WHAT YOU ARE ASKED TO DO
Return all of the rows below word for word, leaving out the pictures.

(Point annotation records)
──────

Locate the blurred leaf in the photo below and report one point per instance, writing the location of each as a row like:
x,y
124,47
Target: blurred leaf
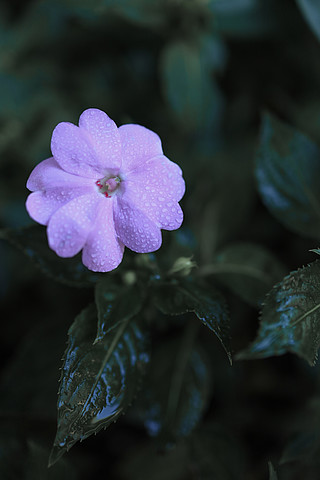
x,y
287,170
311,12
272,473
304,444
29,381
32,241
190,90
247,18
205,455
176,391
99,380
115,305
249,270
208,304
290,318
141,12
21,460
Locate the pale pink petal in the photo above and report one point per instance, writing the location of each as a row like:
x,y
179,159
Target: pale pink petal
x,y
139,145
41,205
48,173
70,226
160,178
134,228
164,211
103,250
105,138
73,150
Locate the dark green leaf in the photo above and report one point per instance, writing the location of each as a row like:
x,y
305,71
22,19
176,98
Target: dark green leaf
x,y
311,12
272,473
208,304
193,96
287,171
115,304
249,270
176,391
99,380
290,318
141,12
246,18
32,241
208,452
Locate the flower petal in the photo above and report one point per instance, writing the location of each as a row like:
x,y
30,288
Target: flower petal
x,y
41,205
139,145
103,251
70,226
49,174
134,228
159,177
72,148
105,138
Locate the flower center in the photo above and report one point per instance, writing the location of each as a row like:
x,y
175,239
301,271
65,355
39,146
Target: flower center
x,y
108,185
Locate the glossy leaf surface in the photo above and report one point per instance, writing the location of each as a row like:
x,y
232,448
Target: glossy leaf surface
x,y
32,241
176,390
208,304
99,380
115,304
248,270
287,172
290,318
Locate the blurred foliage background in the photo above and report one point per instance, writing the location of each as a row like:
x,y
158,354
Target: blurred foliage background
x,y
199,73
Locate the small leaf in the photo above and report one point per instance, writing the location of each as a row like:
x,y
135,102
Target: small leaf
x,y
99,380
32,241
115,304
176,390
272,473
287,172
249,270
311,12
176,298
290,318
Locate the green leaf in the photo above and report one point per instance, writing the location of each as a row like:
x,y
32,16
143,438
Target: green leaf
x,y
208,304
115,304
287,172
272,473
32,241
246,18
290,318
176,392
188,86
99,380
311,12
247,269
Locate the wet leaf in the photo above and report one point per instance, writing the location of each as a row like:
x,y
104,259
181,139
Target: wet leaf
x,y
176,391
208,304
115,304
311,12
99,380
248,270
32,241
287,172
290,318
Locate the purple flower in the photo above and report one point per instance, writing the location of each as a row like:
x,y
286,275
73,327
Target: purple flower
x,y
103,189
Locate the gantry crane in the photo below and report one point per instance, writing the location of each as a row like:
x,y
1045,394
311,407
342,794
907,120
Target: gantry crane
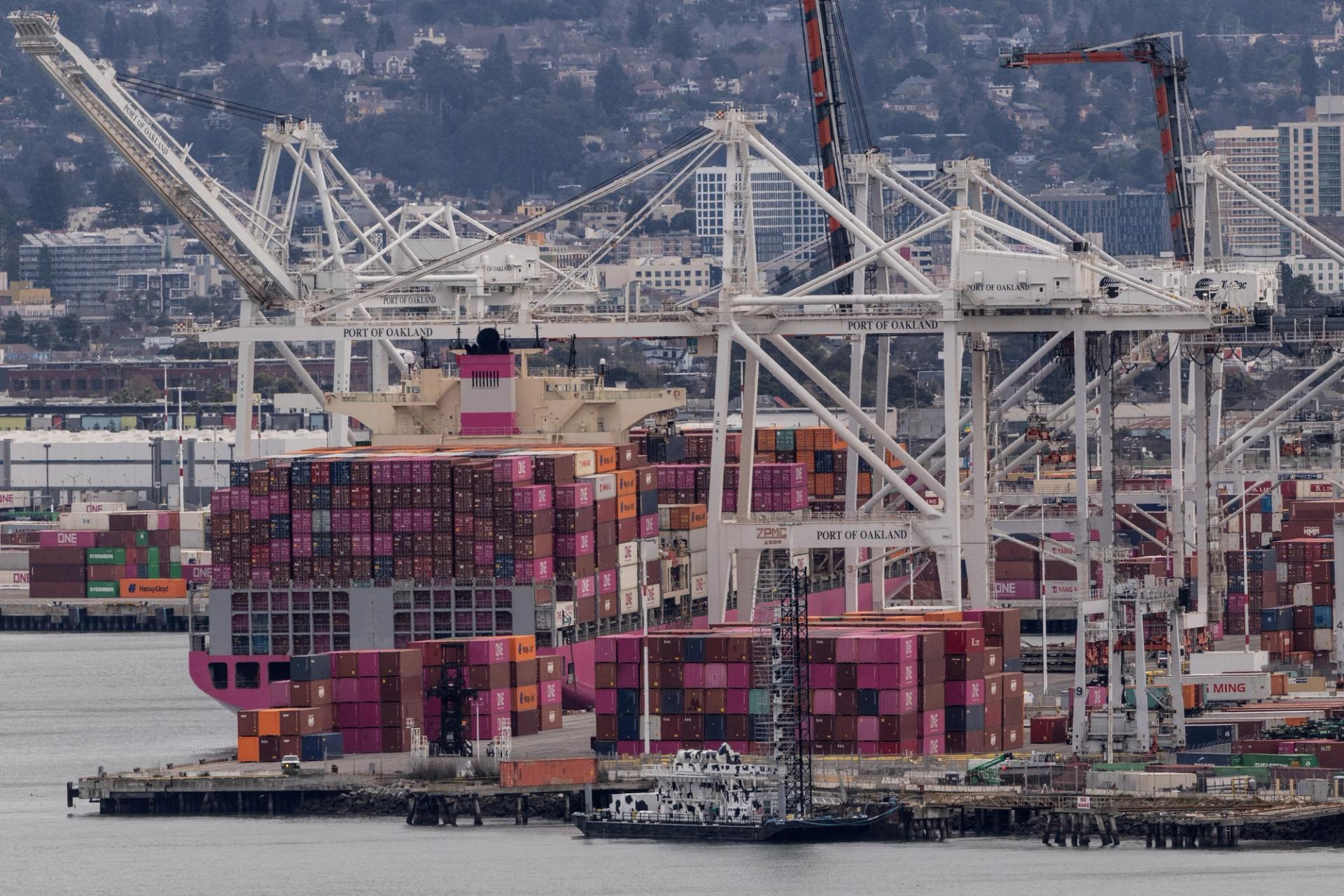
x,y
1179,134
840,127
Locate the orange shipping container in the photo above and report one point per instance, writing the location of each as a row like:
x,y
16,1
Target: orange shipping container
x,y
605,458
547,771
524,699
522,647
268,723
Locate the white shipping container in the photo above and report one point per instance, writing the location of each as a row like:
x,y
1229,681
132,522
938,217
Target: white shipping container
x,y
194,520
564,614
84,522
97,507
604,486
192,539
1233,687
585,464
1222,662
14,559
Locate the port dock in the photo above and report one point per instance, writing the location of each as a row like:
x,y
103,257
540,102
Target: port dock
x,y
20,613
929,812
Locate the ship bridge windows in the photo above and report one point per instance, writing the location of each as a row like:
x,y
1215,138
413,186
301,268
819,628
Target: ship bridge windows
x,y
248,676
218,675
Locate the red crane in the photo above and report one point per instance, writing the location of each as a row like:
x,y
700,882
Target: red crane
x,y
839,130
1179,134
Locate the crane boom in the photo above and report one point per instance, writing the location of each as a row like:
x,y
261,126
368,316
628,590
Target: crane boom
x,y
1179,134
202,203
823,39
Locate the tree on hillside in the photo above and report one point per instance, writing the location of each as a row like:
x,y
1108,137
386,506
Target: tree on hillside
x,y
49,202
498,69
613,90
216,31
678,39
641,24
1308,73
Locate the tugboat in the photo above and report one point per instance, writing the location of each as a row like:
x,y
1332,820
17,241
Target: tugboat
x,y
713,796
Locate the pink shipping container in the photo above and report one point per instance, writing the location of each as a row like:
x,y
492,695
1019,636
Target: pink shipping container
x,y
717,675
347,713
692,675
368,664
628,649
533,498
517,468
346,690
573,496
965,694
739,675
538,570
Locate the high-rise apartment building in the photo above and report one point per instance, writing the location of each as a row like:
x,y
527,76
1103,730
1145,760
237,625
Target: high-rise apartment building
x,y
1253,155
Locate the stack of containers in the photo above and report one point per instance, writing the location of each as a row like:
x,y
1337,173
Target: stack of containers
x,y
519,517
113,555
377,695
685,543
879,685
510,682
1298,628
302,720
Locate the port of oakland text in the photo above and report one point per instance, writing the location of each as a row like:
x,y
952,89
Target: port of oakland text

──────

SOLUTION TO THE EXERCISE
Locate the blurred leaf in the photo below and report one point per instance, writing the location of each as a row like:
x,y
124,47
Target: blurred leaf
x,y
287,170
311,12
272,473
304,444
29,381
32,241
190,90
247,18
205,455
176,391
99,380
115,305
249,270
208,304
290,318
141,12
21,460
Locate the pale pink petal in the photo above and report one point per instance, writing the location of each as a row like:
x,y
179,159
Target: pale pink petal
x,y
139,145
41,205
48,173
70,226
160,178
134,228
164,211
103,250
105,138
73,150
Locate the dark green leaf in the photo above and report one point per instance, writing the location of each as a row like:
x,y
305,71
22,19
176,98
Target: dark green leaf
x,y
311,12
272,473
208,304
193,96
287,171
115,304
249,270
176,391
99,380
290,318
141,12
246,18
32,241
208,452
Locate the flower petal in the photo above and report one point per instance, writing the location of each as a row like:
x,y
30,288
Target: flower petal
x,y
41,205
139,145
103,251
70,226
49,174
134,228
159,177
72,148
105,138
Locate the flower center in the photo above and report one point per instance, writing the location of each as a row like:
x,y
175,239
301,271
65,355
39,146
Target: flower center
x,y
108,185
Locate the glossy leaf surface in the photo above and report one point per instance, writing the location of each as a row like:
x,y
232,448
Target: glossy leaf surface
x,y
32,241
176,390
208,304
99,380
115,304
248,270
287,172
290,318
Locate the blurred foliage background in the photo above and report one point per instance, writing the location of each as a row like:
x,y
158,354
Target: blurred foliage background
x,y
199,73
Locate the small leaf in the photo above and report one point per instance, writing the location of each as a row like:
x,y
135,102
Target: small leaf
x,y
99,380
32,241
115,304
176,390
272,473
287,172
249,270
311,12
176,298
290,318
Locate the green leaf in the photo above and report one point per instance, writing the location of each as a row like:
x,y
32,16
143,438
Target: green leaf
x,y
208,304
115,304
287,172
272,473
32,241
246,18
290,318
176,392
188,86
99,380
311,12
247,269
Locate the wet leaf in the photo above and report one point per instance, writing the location of each as a row like:
x,y
104,259
181,139
Target: wet leaf
x,y
176,391
208,304
115,304
311,12
99,380
248,270
32,241
287,172
290,318
Locate the purple flower in the photo above and report one point per instance, writing the location of each as a row like:
x,y
286,275
73,327
Target: purple flower
x,y
103,189
Locate the gantry crane in the photo below and report one point per instance, writing the location of each as a row like:
x,y
1045,394
311,407
342,794
907,120
Target: gantry crane
x,y
1179,134
840,127
Locate the orange shipping container in the photo above and report one point per instance, writing the location of each as a row like:
x,y
16,1
Target: orange shipping container
x,y
605,458
547,771
524,699
522,647
268,723
Locate the white shipping container in the photo above and report one point per instance, writing the location of each as a row like:
x,y
1229,681
132,522
938,217
Target: white shipping container
x,y
194,520
564,614
84,522
97,507
604,486
192,539
1233,687
585,464
1222,662
14,559
Locate the port dock in the photo above and report one point per instance, writing the location of each as a row like:
x,y
103,257
540,102
Target: port dock
x,y
20,613
929,812
Locate the ship bridge windows in the photo above and report one point per instance, writing the location of each as a row like:
x,y
1215,138
413,186
301,268
819,628
Target: ship bridge windows
x,y
248,676
218,675
Locate the red crane in the photo above and report one point per instance, writing the location of each as a row like:
x,y
700,882
Target: red crane
x,y
839,130
1179,134
Locate the crane boom in the photo above and report one point per instance, writing the location of each as a row like:
x,y
261,126
368,316
628,590
Target: crane boom
x,y
1179,134
202,203
823,39
Locate the tree on hillside in the photo above and report one point per instance, writing the location of each as a row like:
x,y
1108,137
386,506
Target: tree on hillside
x,y
49,202
498,69
613,90
216,31
678,39
641,24
1308,73
Locate the tugboat in the photo above and report one point per instance, writing the location of each as a row like:
x,y
1332,820
17,241
Target: tugboat
x,y
713,796
Locate the pink shipping container in the photo above and report one point per instance, writing the location of each as a row like:
x,y
492,695
1019,636
Target: pink shipping container
x,y
717,675
347,713
692,675
368,664
628,649
533,498
517,468
346,690
573,496
965,694
739,675
538,570
Locate the high-rise apartment building in the photo above and report one point per instance, writing the location of each as a row like:
x,y
527,76
1103,730
1145,760
237,625
Target: high-rise apartment building
x,y
1253,155
Locate the stack of containers in the photo above and report one point per instance, writing the location of each as a row like:
x,y
1337,173
Target: stack of containers
x,y
519,517
113,555
377,695
685,543
879,685
510,682
1298,628
302,720
Locate the port of oakland text in the photo above and report one point per instance, writing the location of each as a row like:
x,y
952,89
Target: port of oakland text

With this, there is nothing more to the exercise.